==== Data shown ====
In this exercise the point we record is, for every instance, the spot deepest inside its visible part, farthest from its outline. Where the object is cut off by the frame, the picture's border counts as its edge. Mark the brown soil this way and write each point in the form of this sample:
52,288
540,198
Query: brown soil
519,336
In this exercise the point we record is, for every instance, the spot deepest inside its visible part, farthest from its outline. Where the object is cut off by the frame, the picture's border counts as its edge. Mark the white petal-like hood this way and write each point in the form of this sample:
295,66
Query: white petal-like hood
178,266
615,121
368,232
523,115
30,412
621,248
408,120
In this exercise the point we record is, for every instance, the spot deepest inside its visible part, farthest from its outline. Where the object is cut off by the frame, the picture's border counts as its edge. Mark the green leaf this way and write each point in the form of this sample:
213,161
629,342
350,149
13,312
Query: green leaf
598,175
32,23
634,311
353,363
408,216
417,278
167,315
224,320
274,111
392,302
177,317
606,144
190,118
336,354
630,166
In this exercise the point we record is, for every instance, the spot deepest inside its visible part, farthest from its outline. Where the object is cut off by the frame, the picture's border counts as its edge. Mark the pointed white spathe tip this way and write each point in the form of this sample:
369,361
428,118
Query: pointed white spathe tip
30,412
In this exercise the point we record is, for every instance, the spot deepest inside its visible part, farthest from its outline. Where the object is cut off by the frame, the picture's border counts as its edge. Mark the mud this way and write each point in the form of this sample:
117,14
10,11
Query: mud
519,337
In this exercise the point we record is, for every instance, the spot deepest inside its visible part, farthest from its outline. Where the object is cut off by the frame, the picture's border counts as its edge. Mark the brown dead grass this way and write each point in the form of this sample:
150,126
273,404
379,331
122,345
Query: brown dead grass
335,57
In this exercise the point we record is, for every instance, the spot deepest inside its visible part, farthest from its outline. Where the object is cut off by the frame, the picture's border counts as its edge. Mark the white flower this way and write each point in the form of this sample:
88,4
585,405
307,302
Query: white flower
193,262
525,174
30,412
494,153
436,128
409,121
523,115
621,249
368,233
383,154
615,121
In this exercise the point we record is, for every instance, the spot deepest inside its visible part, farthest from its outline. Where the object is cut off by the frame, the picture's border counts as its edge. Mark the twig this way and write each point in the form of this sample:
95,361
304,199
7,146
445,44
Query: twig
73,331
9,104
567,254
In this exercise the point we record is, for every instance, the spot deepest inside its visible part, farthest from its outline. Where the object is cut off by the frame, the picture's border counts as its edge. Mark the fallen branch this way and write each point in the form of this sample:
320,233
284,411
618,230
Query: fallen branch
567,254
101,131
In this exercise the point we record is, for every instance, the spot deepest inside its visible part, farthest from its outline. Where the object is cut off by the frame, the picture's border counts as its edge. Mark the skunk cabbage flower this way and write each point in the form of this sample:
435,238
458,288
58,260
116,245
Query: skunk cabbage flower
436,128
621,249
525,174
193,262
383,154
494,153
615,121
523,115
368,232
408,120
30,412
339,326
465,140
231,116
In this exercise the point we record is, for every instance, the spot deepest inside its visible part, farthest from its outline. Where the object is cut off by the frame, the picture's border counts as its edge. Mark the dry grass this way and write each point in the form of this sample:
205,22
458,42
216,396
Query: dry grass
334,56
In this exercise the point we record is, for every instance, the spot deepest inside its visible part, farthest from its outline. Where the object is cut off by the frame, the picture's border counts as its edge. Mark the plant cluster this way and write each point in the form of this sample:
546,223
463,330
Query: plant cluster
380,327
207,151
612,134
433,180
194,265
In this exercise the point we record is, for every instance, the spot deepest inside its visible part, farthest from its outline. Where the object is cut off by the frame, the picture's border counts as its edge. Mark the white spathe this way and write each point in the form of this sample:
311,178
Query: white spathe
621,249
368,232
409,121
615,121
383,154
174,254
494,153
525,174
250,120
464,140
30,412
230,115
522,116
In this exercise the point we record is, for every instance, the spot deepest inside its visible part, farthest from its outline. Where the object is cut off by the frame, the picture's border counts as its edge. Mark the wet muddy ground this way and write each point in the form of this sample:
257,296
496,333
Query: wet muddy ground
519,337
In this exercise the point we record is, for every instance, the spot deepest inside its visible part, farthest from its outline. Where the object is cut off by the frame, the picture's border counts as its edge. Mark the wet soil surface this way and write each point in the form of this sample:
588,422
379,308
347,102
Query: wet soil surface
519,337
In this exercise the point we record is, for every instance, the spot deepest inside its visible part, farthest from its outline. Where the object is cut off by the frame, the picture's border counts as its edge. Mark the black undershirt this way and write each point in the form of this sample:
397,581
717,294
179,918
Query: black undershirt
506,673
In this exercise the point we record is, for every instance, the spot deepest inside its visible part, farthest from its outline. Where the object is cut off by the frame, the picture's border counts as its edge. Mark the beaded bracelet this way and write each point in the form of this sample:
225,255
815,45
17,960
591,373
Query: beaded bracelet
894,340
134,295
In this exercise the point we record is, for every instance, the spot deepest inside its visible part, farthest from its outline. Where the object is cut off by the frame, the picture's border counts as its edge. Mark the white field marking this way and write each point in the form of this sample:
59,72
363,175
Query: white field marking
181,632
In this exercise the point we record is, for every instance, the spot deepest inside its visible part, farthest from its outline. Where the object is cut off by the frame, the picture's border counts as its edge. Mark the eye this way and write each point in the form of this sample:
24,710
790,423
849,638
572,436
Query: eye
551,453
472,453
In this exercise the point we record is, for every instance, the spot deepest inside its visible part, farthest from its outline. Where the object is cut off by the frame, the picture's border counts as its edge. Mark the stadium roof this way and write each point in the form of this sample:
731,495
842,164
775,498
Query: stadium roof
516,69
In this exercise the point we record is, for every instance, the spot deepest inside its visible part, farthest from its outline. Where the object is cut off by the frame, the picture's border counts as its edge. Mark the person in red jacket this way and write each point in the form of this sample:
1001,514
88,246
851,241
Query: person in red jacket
====
Would you please copy the material above exactly, with nothing left out?

In this exercise the point we record is, for every instance, the spot deepest inside its visible part, farthest from its outline. Where the object is cut off by the frame, the picture's border counts as its edge. Mark the brown soil this way and write each point in the form of this sample:
52,288
540,198
Query: brown soil
519,336
In this exercise the point we record is, for every instance, the spot deepest inside its visible part, farthest from its outline. Where the object is cut off by the frame, the picture's border counts as its edge. Mark the white petal-like hood this way and write each point in the form of this sample:
295,66
Query: white petal-like hood
178,266
615,121
368,232
523,115
30,412
621,248
408,120
In this exercise the point we record is, for every instance, the spot deepest inside its visible part, farthest from its outline. Where the object is cut off by the frame, the picture's border counts as its edge. Mark the green leaf this way and write each point in the form of this sample:
213,161
629,342
350,149
13,312
Query: green leaf
598,175
32,23
634,311
353,363
408,216
417,278
167,315
224,320
274,111
392,302
177,317
606,144
190,118
336,354
630,166
In this exercise the point we record is, for every instance, the spot deepest inside its visible part, farthest from its outline. Where the object is cut off by the frame, the picture's border counts as its edge. Mark the pointed white spathe tip this way and write each point in the form of this sample:
369,361
428,118
Query: pointed white spathe tip
30,412
In this exercise the point we record is, for every instance, the spot deepest inside its visible part, farthest from its outline. Where the object is cut off by the frame, the picture's border counts as its edge. Mark the mud this way and write each point in the form of this sample:
117,14
10,11
Query: mud
519,337
In this exercise the point we record is, for every instance, the spot deepest inside its visible part, farthest from its outline. Where the object is cut off by the frame, the picture's border counts as its edge. Mark the brown dead grass this way and write each point in the form of this sample:
150,126
273,404
379,331
122,345
Query: brown dead grass
335,57
In this exercise the point we record is, for every instance, the spot deepest inside its visible part, farthest from its outline. Where the object is cut off by the frame, the picture's border counts as its edge. Mark the white flower this way and write each point in the form of this sample:
88,4
585,405
307,302
Query: white flower
193,262
525,174
30,412
494,153
436,128
409,121
523,115
621,249
368,233
383,154
615,121
In this exercise the point we record is, for every instance, the spot deepest inside its visible part, farthest from its outline. Where the object is cut off by the frame, the picture's border counts as its edge. Mark the twig this way and write each point in the form of this sample:
95,361
304,199
7,146
445,44
Query: twig
73,331
9,104
567,254
In this exercise the point we record is, for every instance, the spot deepest inside its visible part, farthest from its outline. Where the object is cut off by the frame, the picture's border counts as its edge. Mark the fallen branch this way and write each point in the form of this sample:
320,233
284,411
618,230
Query: fallen branch
567,254
101,131
In this exercise the point we record is, for every instance, the spot deepest inside its visible part, farthest from its outline. Where the object is cut off by the frame, the picture's border counts as its edge. Mark the skunk cabbage flower this way and write each point in the form of this sample:
435,238
458,288
58,260
116,245
Query: skunk cabbage flower
436,128
621,249
525,174
193,262
383,154
494,153
615,121
523,115
368,232
408,120
30,412
339,326
465,140
231,116
In this exercise the point we record is, for every instance, the spot deepest inside its visible part, farthest from its outline. Where the object is cut off by the frame, the picture's border counts as its edge. Mark the dry grass this way and write each point in the form of this sample:
205,22
458,42
216,396
Query: dry grass
334,56
In this exercise the point we record is, for every instance, the spot deepest inside its visible part, farthest from its outline. Where the object is cut off by the frame, the picture's border counts as its edge. Mark the plant cluster this way and write each point in the form of this sample:
546,223
463,330
Query: plant cluster
380,327
207,151
612,134
433,180
194,265
In this exercise the point we record is, for every instance, the spot deepest inside its visible part, farthest from its outline. Where the object is cut off by the frame, the picture's border counts as its edge. Mark the white spathe this way and write each point in the form of this sample:
311,178
Query: white spathe
621,249
368,232
409,121
615,121
383,154
174,254
494,153
525,174
250,120
464,140
30,412
230,115
522,116
In this exercise the point we record is, for every instance, the spot deepest inside its visible part, farthest from its outline. Where the object is cut off by the frame, the picture's border counts as its edge. Mark the wet muddy ground this way and write each point in the form of this sample:
257,296
496,333
Query: wet muddy ground
519,337
In this exercise the point we record is, for every instance, the spot deepest inside its visible part, farthest from its outline. Where the object is cut off by the frame, the picture's border counts as its edge. Mark the wet soil surface this way and write each point in the form of this sample:
588,422
379,308
347,102
Query: wet soil surface
519,337
In this exercise the point we record is, for every instance, the spot deepest inside its visible part, farthest from its outline. Where the object is cut off by the frame, the picture's border counts as its edge. Mark the black undershirt this way and write each point in the form of this sample:
397,581
717,294
179,918
Query: black undershirt
506,673
In this exercise the point we record is, for every instance, the spot deepest inside its visible part, farthest from its outline. Where the object is cut off by the frame, the picture's border counts as its edge. Mark the beaded bracelet this way and write each point in the form of this sample:
225,255
815,45
17,960
591,373
Query: beaded bracelet
894,340
134,295
In this exercise the point we record is, for every instance, the spot deepest inside its visible part, farthest from its outline. Where the object is cut off by the frame, the picture's border counts as its edge. Mark the white field marking this way and write each point in the form of this sample:
59,72
363,175
Query: white field marking
181,632
In this exercise the point we record is, for every instance, the spot deepest inside its visible part, farthest from its outline. Where the object is cut off by the frame, the picture's border counts as its edge. Mark the eye this way and write each point in the form of this sample:
24,710
790,423
849,638
572,436
Query: eye
551,453
472,453
In this exercise the point we record is, for every instance, the spot deepest inside its visible part, farthest from its outline. Where the object is cut off by the frame, the picture's border counts as its edge. Mark the stadium roof this way and write each point in the form of this sample:
731,495
842,164
775,498
Query: stadium roof
516,69
In this exercise the point we record is, for every instance, the spot deepest inside its visible part, farthest from its outline. Where the object is cut off by the frame, the picture's border counts as its edge. Mark the person in red jacket this way and write each point in the form of this sample:
1001,514
88,246
851,241
Query: person in red jacket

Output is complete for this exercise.